— start PASSAGE —

# Arizona Wine Club Forming



## gregmg (Jan 24, 2010)

Any Arizona wine makers here interested in forming a club? Several of us our tentatively planning on meeting Saturday, February 13th in Tucson. I'll be driving down from Mesa. Anyone in the Phoenix area who is interested in attending could share a ride with me.

Let me know if you're interested. Respond to this thread or email me at: [email protected]


----------



## gregmg (Feb 3, 2010)

Just a reminder. This meeting/wine tasting is coming up quickly; just ten days away (Feb 13th). Let me know if you're interesting in sharing a ride down to Tucson from Phoenix or Mesa.


----------



## Tom (Feb 4, 2010)

Greg, Welcome to the forum. 
I think you hit the nail on the head to let us know you are trying to get a local Wine Club going.
I think for those who want to start a local Wine Club Greg had a cool idea to put the notice out. Not only did Greg put notice but he also put a notice out here;
go to rec.crafts.winemaking .. if you cant open the URL below
http://groups.google.com/group/rec.crafts.winemaking/browse_thread/thread/a61dd67daa4691e4?hl=en
Look in Google Groups and there a few Winemaking groups subscribe to one.
Wish you luck. Let us know how it goes.

For those in the S. Jersey area you are invited to my Wine Club meeting on Feb 21st 1PM.


----------



## gregmg (Feb 11, 2010)

Just a reminder. The inaugural meeting of the Amateur Wine Makers of Arizona occurs this Saturday, February 13, in Tucson. Email me if you're interested. There are still seats available for the ride down from Phoenix.


----------



## keane (Mar 11, 2011)

Best thing about being a member of a certain wine club is that you get to explore a lot of things about wine. You get to learn about it's complexities and how you can have it the best way.


----------

— end PASSAGE —

WORK TO DO → Return, word for word, the part of the Arizona wine club thread between "## gregmg (Feb 3, 2010)" and "to the forum.", inclusive.

— start INFORMATION SUPPLIED —

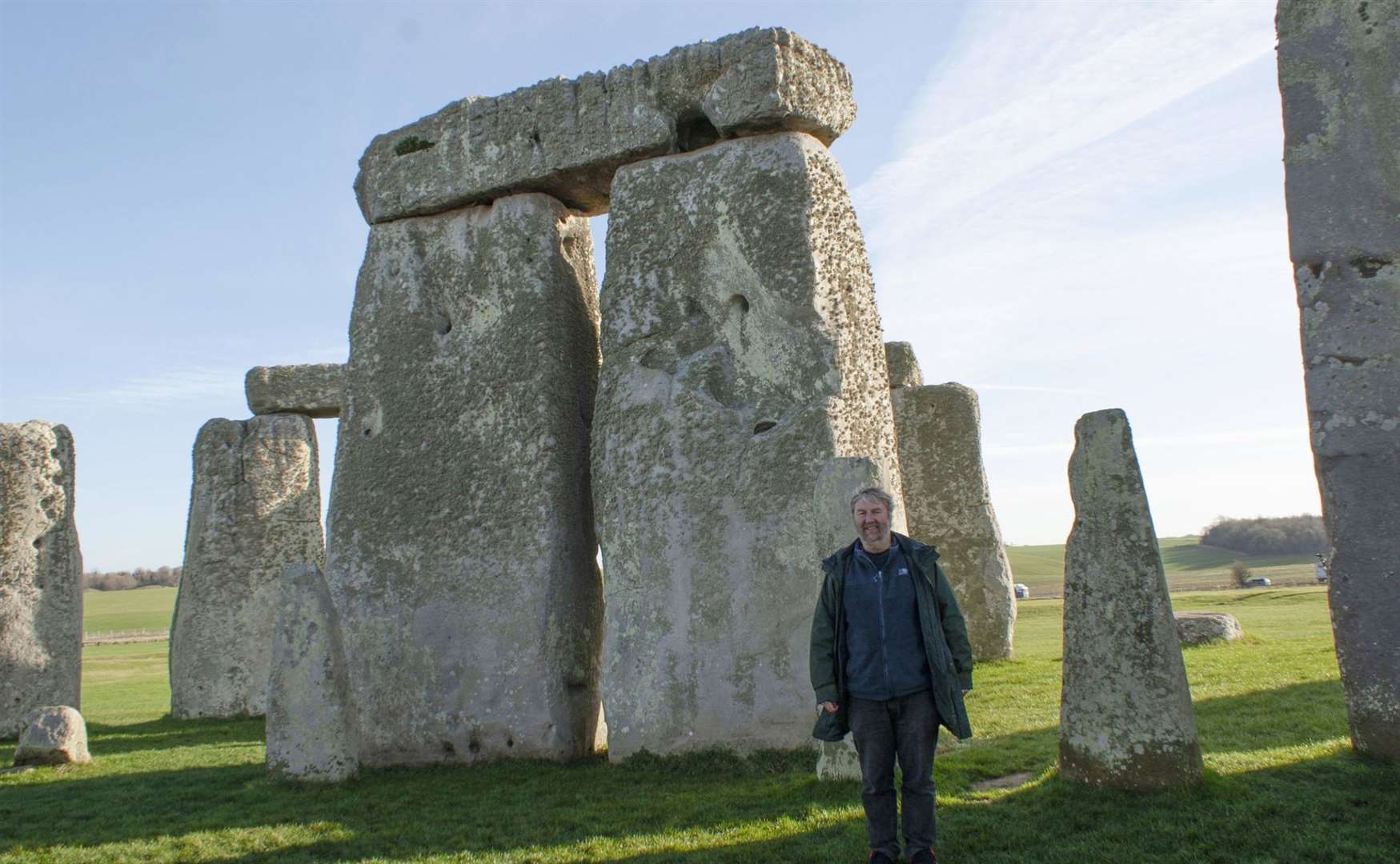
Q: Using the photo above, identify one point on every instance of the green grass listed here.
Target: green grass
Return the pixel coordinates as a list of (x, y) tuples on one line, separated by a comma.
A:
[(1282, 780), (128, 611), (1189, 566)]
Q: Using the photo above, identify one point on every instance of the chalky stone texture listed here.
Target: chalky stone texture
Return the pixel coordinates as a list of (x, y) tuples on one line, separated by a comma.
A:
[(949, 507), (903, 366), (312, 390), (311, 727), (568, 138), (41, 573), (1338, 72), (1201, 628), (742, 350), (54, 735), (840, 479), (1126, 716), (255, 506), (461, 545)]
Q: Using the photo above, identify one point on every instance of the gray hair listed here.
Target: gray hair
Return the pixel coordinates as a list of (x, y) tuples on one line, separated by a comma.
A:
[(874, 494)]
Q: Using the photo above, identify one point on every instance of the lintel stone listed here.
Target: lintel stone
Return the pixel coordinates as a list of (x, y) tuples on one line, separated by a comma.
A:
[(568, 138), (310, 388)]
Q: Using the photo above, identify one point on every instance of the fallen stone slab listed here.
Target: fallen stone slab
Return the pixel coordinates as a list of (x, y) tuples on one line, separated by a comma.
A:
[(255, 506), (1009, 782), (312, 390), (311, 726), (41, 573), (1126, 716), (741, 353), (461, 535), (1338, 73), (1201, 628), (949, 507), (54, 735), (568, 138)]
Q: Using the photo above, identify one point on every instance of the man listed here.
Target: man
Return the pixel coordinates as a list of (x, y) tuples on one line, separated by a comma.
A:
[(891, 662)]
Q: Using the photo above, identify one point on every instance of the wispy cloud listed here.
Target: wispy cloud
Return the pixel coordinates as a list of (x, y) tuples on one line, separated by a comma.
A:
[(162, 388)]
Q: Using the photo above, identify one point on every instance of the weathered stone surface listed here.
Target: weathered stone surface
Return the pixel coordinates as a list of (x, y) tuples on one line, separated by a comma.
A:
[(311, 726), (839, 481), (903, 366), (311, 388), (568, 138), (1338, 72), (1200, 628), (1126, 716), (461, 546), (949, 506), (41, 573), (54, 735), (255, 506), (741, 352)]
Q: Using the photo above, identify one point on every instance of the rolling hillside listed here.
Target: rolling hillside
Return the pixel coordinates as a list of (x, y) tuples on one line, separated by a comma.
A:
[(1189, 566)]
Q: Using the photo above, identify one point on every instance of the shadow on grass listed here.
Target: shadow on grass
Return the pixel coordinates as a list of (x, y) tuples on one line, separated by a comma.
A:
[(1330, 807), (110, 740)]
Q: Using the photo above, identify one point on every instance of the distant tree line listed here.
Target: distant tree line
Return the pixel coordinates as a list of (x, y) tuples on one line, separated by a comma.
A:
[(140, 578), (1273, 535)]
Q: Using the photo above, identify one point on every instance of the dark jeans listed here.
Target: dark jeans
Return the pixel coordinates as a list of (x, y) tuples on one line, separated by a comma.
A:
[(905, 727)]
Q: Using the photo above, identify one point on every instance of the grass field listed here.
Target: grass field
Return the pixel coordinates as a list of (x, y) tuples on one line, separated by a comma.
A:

— end INFORMATION SUPPLIED —

FULL SOLUTION →
## gregmg (Feb 3, 2010)

Just a reminder. This meeting/wine tasting is coming up quickly; just ten days away (Feb 13th). Let me know if you're interesting in sharing a ride down to Tucson from Phoenix or Mesa.


----------



## Tom (Feb 4, 2010)

Greg, Welcome to the forum.